Reproduce the records exactly, beginning with their first line and ending with the line that contains "Task: the pointer indicates each instance of the pale", and output nothing more.

Point localization data
******

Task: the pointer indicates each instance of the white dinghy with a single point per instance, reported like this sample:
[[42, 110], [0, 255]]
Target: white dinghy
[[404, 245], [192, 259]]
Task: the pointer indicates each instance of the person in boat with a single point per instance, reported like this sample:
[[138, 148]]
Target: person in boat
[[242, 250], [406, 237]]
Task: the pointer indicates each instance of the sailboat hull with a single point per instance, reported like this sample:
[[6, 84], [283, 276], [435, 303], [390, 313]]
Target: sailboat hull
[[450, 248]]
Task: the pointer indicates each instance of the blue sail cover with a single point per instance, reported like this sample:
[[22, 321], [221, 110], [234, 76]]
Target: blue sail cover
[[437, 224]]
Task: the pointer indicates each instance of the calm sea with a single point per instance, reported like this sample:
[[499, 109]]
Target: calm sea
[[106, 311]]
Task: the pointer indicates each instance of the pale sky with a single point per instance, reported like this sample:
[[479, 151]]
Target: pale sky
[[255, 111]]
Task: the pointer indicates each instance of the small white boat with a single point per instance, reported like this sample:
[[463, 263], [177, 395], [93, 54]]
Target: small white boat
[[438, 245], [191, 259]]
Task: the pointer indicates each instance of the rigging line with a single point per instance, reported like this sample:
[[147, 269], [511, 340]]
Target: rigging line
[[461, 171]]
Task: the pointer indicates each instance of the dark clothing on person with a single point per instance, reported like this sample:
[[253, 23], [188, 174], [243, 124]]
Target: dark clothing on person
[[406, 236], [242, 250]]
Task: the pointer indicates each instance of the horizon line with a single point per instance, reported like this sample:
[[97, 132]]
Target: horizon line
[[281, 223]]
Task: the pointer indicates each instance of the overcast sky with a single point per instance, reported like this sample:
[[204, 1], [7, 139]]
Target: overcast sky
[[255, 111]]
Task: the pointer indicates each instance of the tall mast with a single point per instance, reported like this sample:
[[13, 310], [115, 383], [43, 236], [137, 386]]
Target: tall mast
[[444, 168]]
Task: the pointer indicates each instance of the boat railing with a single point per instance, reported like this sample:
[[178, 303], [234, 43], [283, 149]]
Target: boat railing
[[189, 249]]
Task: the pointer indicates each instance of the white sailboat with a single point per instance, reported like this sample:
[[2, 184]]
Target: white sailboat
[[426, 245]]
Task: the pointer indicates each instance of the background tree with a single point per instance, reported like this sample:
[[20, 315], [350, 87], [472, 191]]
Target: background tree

******

• _Task answer_:
Task: the pointer indicates each instance of the white dinghy with a single point per instance, reported like this sample:
[[42, 110], [0, 255]]
Target: white dinghy
[[404, 245], [192, 259]]
Task: the pointer indicates each instance of the person in boat with a single point per instance, reported like this sample:
[[138, 148]]
Target: person in boat
[[242, 250], [406, 237]]
Task: the pointer indicates each instance of the sailboat hull with a single point per instance, reported like this sample:
[[6, 84], [283, 276], [435, 303], [390, 313]]
Target: sailboat hull
[[450, 248]]
Task: the pointer indicates each instance of the blue sail cover with a single point per instance, reported like this sample:
[[22, 321], [221, 110], [234, 76]]
Target: blue sail cover
[[437, 224]]
Task: the pointer indicates each instance of the calm sea with a single point per instance, reported like this sample:
[[499, 109]]
Target: calm sea
[[106, 311]]
Task: the pointer indicates each instance of the pale sky with a single point per instance, reported like this sample:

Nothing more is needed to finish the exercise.